Exercise requirements
Here are some records. Copy each one exactly.

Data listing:
====
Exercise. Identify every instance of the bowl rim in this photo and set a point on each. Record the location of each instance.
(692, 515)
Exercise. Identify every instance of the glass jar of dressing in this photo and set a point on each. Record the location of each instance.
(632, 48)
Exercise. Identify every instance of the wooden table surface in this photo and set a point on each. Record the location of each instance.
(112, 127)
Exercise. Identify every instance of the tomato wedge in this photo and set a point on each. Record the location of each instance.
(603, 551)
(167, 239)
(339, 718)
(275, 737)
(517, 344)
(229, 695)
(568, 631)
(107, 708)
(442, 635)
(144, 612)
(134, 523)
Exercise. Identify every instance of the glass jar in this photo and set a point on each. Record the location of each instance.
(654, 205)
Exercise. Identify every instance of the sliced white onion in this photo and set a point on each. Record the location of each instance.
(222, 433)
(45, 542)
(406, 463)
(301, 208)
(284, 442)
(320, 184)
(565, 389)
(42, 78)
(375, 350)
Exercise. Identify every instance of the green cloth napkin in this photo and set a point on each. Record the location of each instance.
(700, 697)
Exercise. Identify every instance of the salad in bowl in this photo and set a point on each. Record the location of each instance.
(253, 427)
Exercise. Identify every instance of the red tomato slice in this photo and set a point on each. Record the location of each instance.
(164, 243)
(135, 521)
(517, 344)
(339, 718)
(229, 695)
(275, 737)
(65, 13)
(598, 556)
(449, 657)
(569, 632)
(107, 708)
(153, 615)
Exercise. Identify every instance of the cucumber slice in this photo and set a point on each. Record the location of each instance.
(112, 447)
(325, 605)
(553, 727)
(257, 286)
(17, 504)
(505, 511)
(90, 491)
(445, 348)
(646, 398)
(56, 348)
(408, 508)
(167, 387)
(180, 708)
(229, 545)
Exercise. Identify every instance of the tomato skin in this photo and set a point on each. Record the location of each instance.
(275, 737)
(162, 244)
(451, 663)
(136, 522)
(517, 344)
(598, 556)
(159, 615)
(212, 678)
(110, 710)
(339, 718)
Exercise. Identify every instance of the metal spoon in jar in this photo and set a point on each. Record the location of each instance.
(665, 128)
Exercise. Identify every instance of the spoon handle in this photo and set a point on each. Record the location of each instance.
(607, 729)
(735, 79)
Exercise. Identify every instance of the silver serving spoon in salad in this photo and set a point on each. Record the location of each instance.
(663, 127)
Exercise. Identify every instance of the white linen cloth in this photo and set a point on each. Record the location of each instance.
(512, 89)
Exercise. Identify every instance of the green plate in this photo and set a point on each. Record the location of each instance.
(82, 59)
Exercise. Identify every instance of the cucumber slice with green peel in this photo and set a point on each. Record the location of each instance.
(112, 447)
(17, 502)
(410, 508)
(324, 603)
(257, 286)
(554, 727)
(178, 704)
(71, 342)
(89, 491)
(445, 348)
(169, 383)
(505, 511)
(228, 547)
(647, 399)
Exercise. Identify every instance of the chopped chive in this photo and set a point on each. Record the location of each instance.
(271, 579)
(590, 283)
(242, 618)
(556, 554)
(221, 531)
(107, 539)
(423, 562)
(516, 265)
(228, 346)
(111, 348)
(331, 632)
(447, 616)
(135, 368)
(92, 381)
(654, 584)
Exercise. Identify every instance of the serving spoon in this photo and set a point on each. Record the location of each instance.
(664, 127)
====
Task response
Exercise. Identify every instance of the bowl rim in this photo and set a point on each. Record the location of each instance.
(692, 515)
Exercise. Identify every instance of the glass jar of dressing in this photo and set a point on each. Record the location of each instance.
(632, 48)
Exercise. Identify every instance of the wooden table surface in this photo and set a point on each. Record the location of each instance.
(112, 127)
Exercise. Identify every instance of the tomato wedge in this photo and set a point on each. Record the location of each instance.
(603, 551)
(167, 239)
(339, 718)
(275, 737)
(517, 344)
(229, 695)
(568, 631)
(107, 708)
(442, 635)
(144, 612)
(134, 523)
Exercise. Identify every instance of the glass jar in this photo and set a point on each. Record the location of each instance.
(654, 205)
Exercise. Identify every instance of the sliced white onion in this photo and set a point on each. Record the location of each instance.
(222, 433)
(45, 542)
(406, 463)
(301, 208)
(284, 442)
(320, 184)
(565, 389)
(42, 78)
(375, 350)
Exercise. Identify every instance of the green cloth napkin in this photo and set a point on each. Record the location of each instance.
(700, 697)
Exercise. Identify every instance of the salad in bowl in this photo and set a point on each. Record the location of each instance.
(253, 427)
Exercise. Identify every instance of the red tomato slice in this photo and set a point on each. Record the location of each instance.
(164, 243)
(135, 521)
(517, 344)
(339, 718)
(229, 695)
(275, 737)
(65, 13)
(598, 556)
(449, 657)
(569, 632)
(107, 708)
(153, 615)
Exercise. Identify every instance of the cucumber slice in this photo and set a point on each. Record the location of each instance.
(112, 447)
(325, 605)
(553, 727)
(257, 286)
(17, 504)
(505, 511)
(90, 491)
(445, 348)
(646, 398)
(56, 348)
(408, 508)
(167, 387)
(180, 708)
(229, 545)
Exercise. Identify every instance of the tomato skin in this photo and set a point on each. Record the location of each instance.
(275, 737)
(162, 244)
(451, 663)
(136, 522)
(517, 344)
(598, 556)
(159, 615)
(212, 678)
(110, 710)
(339, 718)
Exercise. Identify every instance of the metal spoon in jar in this photo and set a point on each. Record the location of each instance.
(665, 128)
Exercise. Identify every instance of the spoon handle in this photo and set a point on each. Record the location of each instance.
(607, 729)
(735, 79)
Exercise. Identify every instance of the silver serving spoon in salad in this photo and set a point on each. Record the location of each instance.
(663, 127)
Exercise. Identify every instance of the white linen cloth in this photo and set a point on each. Record the location of each instance.
(512, 89)
Exercise. Identify every instance of the green plate in this photo and set a point on each. Record the location of each instance.
(82, 59)
Exercise. Identify every instance of the cucumber slice with green peel in this photo and set a point on each. Record the location of each instance.
(112, 447)
(17, 502)
(410, 508)
(324, 603)
(257, 286)
(554, 727)
(178, 704)
(71, 342)
(89, 491)
(445, 348)
(169, 383)
(505, 511)
(228, 547)
(647, 399)
Exercise. Identify every instance of the chopped chive in this photo and set a point on each. Record the location of each instance.
(271, 579)
(590, 283)
(242, 618)
(556, 554)
(221, 531)
(107, 539)
(423, 562)
(516, 265)
(228, 346)
(111, 348)
(331, 632)
(447, 616)
(135, 368)
(92, 381)
(654, 584)
Exercise. Identify every instance of the serving spoon in this photo and set a point on each. Record the location of each instance.
(664, 127)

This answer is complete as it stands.